### Task instructions
1. From the Newcastle cancer funding article, extract the passage from "13 March 2023" up to and including "significant funding injections.".
2. Do these statements agree with the Newcastle cancer funding article below? Answer yes or no for each, quoting the deciding words. (a) More than £2 million is going to research into the most common type of brain tumour in children. (b) The funding totals more than £10 million. (c) Professor Steve Clifford is Director of the Newcastle University Centre for Cancer.

Major funding for Newcastle researchers to target cancer
Scientists have received nearly £6 million from Cancer Research UK to fund their fight against the disease in adults and children.
13 March 2023
Newcastle University scientists have received nearly £6 million from Cancer Research UK to fund their fight against the disease in adults and children.
More than £2 million is going towards research into the most common type of brain tumour in children. Studies into bowel, liver, skin cancers and screening are also to receive significant funding injections.
The grants have been welcomed as good news for cancer patients, Newcastle University, and the city.
Heart of mission
Professor Steve Clifford, Director of the Newcastle University Centre for Cancer, said: “Making new discoveries and delivering them into the clinic is at the heart of our mission.
“We are thrilled to receive these new awards from Cancer Research UK, which will impact and improve patients’ journeys, and highlight our strengths in patient-focused research.

(Phrase grounding data)
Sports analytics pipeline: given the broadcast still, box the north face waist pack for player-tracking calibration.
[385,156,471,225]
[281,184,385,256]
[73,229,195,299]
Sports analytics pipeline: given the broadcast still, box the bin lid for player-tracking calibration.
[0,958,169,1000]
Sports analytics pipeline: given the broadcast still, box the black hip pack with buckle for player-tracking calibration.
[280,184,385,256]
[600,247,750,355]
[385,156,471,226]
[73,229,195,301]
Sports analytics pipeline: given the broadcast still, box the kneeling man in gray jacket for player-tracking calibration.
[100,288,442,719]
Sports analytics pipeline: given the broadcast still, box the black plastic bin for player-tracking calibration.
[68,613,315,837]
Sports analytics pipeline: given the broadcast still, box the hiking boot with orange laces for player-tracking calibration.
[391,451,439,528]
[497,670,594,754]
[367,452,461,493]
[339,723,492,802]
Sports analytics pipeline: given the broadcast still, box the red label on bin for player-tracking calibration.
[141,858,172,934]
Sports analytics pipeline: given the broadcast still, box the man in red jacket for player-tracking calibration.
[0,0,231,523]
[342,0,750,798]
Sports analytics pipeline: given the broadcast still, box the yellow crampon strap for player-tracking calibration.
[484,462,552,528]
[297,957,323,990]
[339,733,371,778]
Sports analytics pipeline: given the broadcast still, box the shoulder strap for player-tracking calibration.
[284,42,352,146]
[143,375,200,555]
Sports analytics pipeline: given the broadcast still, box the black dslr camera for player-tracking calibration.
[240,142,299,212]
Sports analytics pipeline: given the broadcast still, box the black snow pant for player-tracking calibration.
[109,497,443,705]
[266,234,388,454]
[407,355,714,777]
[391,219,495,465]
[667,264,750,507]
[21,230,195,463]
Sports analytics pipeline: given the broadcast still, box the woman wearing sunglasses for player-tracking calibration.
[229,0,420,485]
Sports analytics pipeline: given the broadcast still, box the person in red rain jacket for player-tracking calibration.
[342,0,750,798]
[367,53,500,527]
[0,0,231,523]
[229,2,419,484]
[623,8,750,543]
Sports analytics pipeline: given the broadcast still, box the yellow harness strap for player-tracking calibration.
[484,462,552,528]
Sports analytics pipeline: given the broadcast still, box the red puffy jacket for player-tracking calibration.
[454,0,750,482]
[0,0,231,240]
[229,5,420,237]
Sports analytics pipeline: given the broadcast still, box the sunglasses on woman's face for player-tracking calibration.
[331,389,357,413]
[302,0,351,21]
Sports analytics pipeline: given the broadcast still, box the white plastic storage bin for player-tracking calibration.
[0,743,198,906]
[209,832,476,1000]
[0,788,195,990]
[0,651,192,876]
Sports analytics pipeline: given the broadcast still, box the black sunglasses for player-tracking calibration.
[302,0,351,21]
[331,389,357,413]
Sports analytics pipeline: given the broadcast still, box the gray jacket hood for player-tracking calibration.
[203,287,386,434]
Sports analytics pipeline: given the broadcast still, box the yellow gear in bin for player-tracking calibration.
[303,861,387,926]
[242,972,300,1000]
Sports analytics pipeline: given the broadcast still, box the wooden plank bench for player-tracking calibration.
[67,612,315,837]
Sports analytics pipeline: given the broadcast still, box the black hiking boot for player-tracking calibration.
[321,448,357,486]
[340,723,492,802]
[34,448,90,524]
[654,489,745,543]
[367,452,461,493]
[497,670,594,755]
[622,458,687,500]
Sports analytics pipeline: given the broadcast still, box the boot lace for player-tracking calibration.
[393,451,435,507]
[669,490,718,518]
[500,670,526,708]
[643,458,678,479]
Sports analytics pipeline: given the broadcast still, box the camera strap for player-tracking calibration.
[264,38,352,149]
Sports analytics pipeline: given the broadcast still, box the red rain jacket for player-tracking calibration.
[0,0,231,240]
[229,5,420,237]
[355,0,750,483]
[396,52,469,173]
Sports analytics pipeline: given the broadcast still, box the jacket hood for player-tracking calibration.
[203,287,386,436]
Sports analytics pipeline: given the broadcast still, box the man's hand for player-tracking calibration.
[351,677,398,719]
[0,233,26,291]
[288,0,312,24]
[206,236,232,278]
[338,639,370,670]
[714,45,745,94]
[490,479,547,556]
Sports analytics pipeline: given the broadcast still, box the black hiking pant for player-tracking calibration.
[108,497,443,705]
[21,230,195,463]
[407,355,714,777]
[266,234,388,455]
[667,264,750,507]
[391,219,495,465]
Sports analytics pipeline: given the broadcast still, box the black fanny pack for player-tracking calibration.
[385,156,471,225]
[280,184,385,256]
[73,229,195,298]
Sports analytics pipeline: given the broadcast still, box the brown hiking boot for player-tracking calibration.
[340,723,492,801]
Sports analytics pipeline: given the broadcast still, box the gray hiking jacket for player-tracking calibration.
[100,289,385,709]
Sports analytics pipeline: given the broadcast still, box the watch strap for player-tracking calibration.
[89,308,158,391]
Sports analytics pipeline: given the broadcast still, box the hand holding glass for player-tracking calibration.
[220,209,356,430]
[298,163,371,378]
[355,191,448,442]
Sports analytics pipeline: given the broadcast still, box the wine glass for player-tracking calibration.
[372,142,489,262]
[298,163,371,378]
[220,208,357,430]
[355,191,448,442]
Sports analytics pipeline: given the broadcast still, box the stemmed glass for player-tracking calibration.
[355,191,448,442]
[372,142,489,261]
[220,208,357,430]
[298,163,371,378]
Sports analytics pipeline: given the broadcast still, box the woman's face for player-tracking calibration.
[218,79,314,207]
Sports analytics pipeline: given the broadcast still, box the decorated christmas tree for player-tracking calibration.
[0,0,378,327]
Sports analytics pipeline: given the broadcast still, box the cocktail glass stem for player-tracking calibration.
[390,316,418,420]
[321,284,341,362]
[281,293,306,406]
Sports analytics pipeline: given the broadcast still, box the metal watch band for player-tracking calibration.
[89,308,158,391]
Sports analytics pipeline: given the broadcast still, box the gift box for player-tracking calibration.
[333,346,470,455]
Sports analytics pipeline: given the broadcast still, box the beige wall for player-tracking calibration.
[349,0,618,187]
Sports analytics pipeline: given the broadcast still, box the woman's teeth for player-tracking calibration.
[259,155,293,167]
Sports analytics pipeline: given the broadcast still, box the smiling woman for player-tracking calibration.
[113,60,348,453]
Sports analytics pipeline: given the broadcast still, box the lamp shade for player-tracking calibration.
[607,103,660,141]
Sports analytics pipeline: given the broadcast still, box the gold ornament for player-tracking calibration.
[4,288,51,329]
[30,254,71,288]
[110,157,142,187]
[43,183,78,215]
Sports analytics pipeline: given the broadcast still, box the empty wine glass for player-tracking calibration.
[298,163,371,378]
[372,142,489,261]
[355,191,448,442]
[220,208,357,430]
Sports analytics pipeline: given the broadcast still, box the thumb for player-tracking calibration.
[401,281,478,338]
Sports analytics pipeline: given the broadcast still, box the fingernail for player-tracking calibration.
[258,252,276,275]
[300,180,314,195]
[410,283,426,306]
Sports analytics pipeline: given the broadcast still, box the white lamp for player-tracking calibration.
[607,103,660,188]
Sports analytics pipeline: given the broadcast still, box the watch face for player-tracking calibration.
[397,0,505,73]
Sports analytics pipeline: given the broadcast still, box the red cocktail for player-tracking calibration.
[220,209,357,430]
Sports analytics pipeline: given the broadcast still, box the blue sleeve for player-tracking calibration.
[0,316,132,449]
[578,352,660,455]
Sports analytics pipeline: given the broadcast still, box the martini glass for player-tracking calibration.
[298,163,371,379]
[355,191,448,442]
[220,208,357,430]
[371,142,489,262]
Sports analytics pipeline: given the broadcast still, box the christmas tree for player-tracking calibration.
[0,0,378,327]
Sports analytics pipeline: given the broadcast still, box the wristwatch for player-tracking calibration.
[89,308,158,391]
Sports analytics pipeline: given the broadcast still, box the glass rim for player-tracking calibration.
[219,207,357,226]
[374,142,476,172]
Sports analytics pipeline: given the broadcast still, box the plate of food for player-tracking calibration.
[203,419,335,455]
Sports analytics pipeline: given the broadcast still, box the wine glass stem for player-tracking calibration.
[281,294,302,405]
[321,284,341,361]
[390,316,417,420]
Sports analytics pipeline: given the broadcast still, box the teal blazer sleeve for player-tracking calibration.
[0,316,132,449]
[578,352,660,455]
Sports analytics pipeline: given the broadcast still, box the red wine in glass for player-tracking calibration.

### Responses
1.
13 March 2023
Newcastle University scientists have received nearly £6 million from Cancer Research UK to fund their fight against the disease in adults and children.
More than £2 million is going towards research into the most common type of brain tumour in children. Studies into bowel, liver, skin cancers and screening are also to receive significant funding injections.

2.
(a) Yes: "More than £2 million is going towards research into the most common type of brain tumour in children."
(b) No: "nearly £6 million from Cancer Research UK"
(c) Yes: "Professor Steve Clifford, Director of the Newcastle University Centre for Cancer"